• [Условие задания]
Перепишите все строки, приведенные ниже, слово в слово и без каких-либо изменений.
- - - - - - -
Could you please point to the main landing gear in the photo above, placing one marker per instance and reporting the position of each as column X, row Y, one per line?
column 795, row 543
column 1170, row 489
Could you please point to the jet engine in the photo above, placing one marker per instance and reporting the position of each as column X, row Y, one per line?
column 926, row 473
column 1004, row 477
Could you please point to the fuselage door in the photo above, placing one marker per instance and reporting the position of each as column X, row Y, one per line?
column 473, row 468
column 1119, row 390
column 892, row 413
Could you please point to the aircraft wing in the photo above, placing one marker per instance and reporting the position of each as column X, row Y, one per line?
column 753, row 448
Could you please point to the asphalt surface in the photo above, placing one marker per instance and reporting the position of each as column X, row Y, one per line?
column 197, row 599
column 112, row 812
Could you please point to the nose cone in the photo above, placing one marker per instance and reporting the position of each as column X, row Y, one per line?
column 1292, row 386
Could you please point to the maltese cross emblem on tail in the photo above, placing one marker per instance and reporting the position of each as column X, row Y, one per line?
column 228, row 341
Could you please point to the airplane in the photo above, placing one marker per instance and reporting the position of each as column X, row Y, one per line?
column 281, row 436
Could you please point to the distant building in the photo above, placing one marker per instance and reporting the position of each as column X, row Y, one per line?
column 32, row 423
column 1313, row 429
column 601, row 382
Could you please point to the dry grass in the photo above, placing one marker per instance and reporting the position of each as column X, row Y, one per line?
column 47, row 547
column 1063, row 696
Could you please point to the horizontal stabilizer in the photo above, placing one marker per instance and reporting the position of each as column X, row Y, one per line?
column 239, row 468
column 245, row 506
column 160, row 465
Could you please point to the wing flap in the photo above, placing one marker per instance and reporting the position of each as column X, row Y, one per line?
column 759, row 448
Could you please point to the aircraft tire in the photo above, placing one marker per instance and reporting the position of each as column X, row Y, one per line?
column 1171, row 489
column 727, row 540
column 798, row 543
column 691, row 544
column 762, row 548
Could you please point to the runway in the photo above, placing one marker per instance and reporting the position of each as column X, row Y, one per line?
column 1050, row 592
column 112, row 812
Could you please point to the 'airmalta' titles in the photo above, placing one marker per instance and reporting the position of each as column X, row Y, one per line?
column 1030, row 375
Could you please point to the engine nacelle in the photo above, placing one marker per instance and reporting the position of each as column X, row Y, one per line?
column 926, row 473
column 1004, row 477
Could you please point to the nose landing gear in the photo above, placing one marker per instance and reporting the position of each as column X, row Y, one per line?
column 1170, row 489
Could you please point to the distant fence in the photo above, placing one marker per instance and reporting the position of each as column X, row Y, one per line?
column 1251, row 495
- - - - - - -
• [Письменный ответ]
Could you please point to the main landing gear in the photo above, placing one marker per instance and reporting the position of each as column X, row Y, one per line?
column 795, row 543
column 1170, row 489
Could you please point to the jet engine in the photo above, placing one marker per instance and reporting the position of each as column X, row Y, one per line?
column 926, row 473
column 1004, row 477
Could you please point to the fuselage door in the photo above, placing one marker per instance and reporting the position of each as column X, row Y, one per line?
column 473, row 468
column 1119, row 390
column 892, row 413
Could you please point to the aircraft wing in the photo above, placing one marker per instance and reporting the position of each as column X, row Y, one per line?
column 753, row 448
Could you please point to the asphalt surface in the photo above, placing one marker per instance and reporting the position of each as column X, row Y, one per line?
column 197, row 599
column 112, row 812
Could you please point to the nose cone in the photo above, placing one marker per instance and reporting the position of each as column X, row Y, one per line?
column 1292, row 386
Could you please point to the maltese cross emblem on tail in the photo above, placing one marker per instance and reporting the position of each as column X, row Y, one per line?
column 228, row 341
Could you please point to the airplane in the photo above, placing one marker per instance and reporting the position of each as column X, row Y, one per line?
column 281, row 436
Could you please point to the distant building in the photo above, placing one marker per instance and reporting the position of each as column X, row Y, one per line?
column 32, row 423
column 1313, row 429
column 601, row 382
Could you please point to the dry grass in the photo above, placing one marker per instance and reporting the position of each as column X, row Y, one per line?
column 47, row 547
column 1063, row 696
Could you please point to the horizontal stabilizer in the photo above, placing one marker per instance and reporting the position of each as column X, row Y, one per line?
column 239, row 468
column 245, row 506
column 160, row 465
Could you please point to the wing flap in the photo above, placing one marker per instance and reporting the position of each as column X, row Y, one per line?
column 759, row 448
Could you please point to the aircraft tire in the photo above, placing one marker per instance and reporting the position of each as column X, row Y, one per line?
column 1171, row 489
column 727, row 540
column 798, row 543
column 691, row 544
column 762, row 548
Could you please point to the runway in the photo above, placing one marker per instance and reporting the position of each as column X, row Y, one per line?
column 1050, row 592
column 112, row 812
Could you please point to the 'airmalta' titles in the photo above, placing one marker per instance and reporting the position of each as column X, row Y, one per line?
column 1030, row 375
Could you please point to the engine nacelle in the photo above, placing one marker per instance and reporting the position of each as column X, row Y, one per line?
column 926, row 473
column 1004, row 477
Could you please point to the nose landing gear in the photo above, placing one marker per instance and reporting the position of each as column X, row Y, one per line?
column 1170, row 489
Could you please point to the distant fence in the photo above, placing one marker per instance and reporting the position of each as column X, row Y, one per line?
column 1251, row 495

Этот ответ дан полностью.